SHORT TASK:
Swap "Target" for "Object" everywhere in the lines below, changing nothing else.
───── INPUT FOR THIS TASK ─────
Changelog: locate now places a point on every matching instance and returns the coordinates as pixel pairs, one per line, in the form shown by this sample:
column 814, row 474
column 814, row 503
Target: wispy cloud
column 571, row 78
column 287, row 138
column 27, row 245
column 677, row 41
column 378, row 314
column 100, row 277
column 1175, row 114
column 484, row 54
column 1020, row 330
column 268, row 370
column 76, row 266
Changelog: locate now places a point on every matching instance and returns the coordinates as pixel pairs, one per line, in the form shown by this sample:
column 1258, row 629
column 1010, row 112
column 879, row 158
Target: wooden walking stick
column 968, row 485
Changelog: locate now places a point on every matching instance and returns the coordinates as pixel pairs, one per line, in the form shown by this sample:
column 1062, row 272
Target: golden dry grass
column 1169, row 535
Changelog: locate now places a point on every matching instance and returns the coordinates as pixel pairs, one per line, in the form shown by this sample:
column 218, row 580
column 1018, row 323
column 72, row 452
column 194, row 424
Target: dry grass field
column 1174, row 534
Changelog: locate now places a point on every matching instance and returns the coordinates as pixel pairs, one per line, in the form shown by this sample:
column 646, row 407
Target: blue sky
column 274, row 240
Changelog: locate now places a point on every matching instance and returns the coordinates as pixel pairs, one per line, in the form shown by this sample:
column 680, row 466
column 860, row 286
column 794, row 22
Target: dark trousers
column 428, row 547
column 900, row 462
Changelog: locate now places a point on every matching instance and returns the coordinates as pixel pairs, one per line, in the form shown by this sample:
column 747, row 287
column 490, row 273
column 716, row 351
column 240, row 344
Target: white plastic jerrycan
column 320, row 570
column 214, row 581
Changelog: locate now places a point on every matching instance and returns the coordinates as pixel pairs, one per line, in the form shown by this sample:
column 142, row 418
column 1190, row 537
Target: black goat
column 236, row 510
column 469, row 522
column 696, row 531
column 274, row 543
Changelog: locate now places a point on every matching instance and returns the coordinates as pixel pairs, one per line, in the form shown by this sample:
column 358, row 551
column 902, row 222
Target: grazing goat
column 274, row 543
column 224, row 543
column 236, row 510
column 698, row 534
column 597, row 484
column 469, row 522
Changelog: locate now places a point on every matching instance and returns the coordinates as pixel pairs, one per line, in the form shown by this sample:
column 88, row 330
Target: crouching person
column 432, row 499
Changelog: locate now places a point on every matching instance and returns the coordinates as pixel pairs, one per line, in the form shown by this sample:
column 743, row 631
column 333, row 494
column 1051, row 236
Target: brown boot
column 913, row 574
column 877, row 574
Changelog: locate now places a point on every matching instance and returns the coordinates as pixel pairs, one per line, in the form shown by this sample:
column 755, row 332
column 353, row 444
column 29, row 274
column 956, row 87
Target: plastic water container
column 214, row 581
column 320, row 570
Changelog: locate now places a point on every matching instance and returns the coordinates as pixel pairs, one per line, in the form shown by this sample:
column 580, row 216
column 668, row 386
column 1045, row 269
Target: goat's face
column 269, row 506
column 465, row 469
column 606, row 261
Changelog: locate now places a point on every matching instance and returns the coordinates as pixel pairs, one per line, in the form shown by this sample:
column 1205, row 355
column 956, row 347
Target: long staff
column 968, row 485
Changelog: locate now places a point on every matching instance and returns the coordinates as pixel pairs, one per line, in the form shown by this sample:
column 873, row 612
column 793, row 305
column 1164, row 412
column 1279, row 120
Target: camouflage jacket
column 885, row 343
─────
THE ANSWER:
Changelog: locate now places a point on every matching instance and returns the coordinates as pixel pairs, one per line, in the form shown by this sample:
column 814, row 474
column 814, row 503
Object: wispy cloud
column 571, row 78
column 287, row 138
column 27, row 245
column 677, row 41
column 378, row 314
column 100, row 277
column 1175, row 114
column 484, row 54
column 1020, row 330
column 268, row 370
column 76, row 266
Changelog: locate now places a point on every matching instance and returns the coordinates as pixel pairs, one per line, in the form shown by this sample:
column 1258, row 629
column 1010, row 112
column 879, row 158
Object: wooden walking stick
column 968, row 485
Changelog: locate now places a point on every matching instance and returns the coordinates as pixel pairs, one per line, in the form shown by this sample:
column 1062, row 272
Object: golden dry grass
column 1169, row 535
Changelog: locate now places a point on every matching instance and returns the coordinates as pixel pairs, one per line, in the form shown by this sample:
column 218, row 580
column 1018, row 323
column 72, row 452
column 194, row 424
Object: dry grass field
column 1174, row 534
Changelog: locate now places a point on every matching instance and returns the coordinates as pixel pairs, one per line, in the form shown by this sample:
column 646, row 407
Object: blue sky
column 274, row 240
Changelog: locate now places a point on every matching instance and returns the coordinates as pixel pairs, one per line, in the form shown by this sample:
column 680, row 466
column 860, row 286
column 794, row 22
Object: dark trousers
column 428, row 547
column 900, row 462
Changelog: locate now places a point on every matching instance and returns the coordinates as pixel pairs, one per line, in the form shown by this sample:
column 747, row 287
column 490, row 273
column 716, row 351
column 240, row 344
Object: white plastic jerrycan
column 320, row 570
column 214, row 581
Changelog: locate now places a point on every matching instance and returns the coordinates as pixel pairs, one per line, in the form shown by this sample:
column 142, row 418
column 1190, row 537
Object: black goat
column 236, row 510
column 469, row 522
column 696, row 531
column 274, row 543
Changelog: locate now places a point on every matching instance and returns the coordinates as pixel pairs, one per line, in the form shown by this sample:
column 358, row 551
column 902, row 222
Object: grazing goat
column 274, row 543
column 224, row 543
column 236, row 510
column 698, row 534
column 597, row 484
column 469, row 522
Changelog: locate now places a point on every matching instance and returns the coordinates as pixel pairs, one per line, in the form shown by this sample:
column 88, row 330
Object: crouching person
column 432, row 499
Changelog: locate now places a point on every matching instance and returns the coordinates as pixel pairs, one per line, in the form shown by this sample:
column 743, row 631
column 333, row 494
column 1051, row 236
Object: brown boot
column 913, row 574
column 877, row 574
Changelog: locate now places a point on every matching instance and returns the coordinates as pixel pairs, one per line, in the form shown by this sample:
column 755, row 332
column 353, row 444
column 29, row 274
column 956, row 87
Object: plastic water container
column 214, row 581
column 320, row 570
Changelog: locate now places a point on every matching instance and returns the coordinates as pixel pairs, one per line, in the form shown by this sample:
column 580, row 216
column 668, row 386
column 1045, row 269
Object: goat's face
column 269, row 506
column 465, row 469
column 606, row 261
Changelog: locate now places a point on every matching instance and returns the coordinates as pixel pairs, one per line, in the form shown by this sample:
column 1205, row 355
column 956, row 347
Object: long staff
column 968, row 485
Changelog: locate now places a point on every matching instance and returns the coordinates as pixel pairs, one per line, in the form shown by this sample:
column 873, row 612
column 793, row 305
column 1164, row 412
column 1279, row 120
Object: camouflage jacket
column 885, row 343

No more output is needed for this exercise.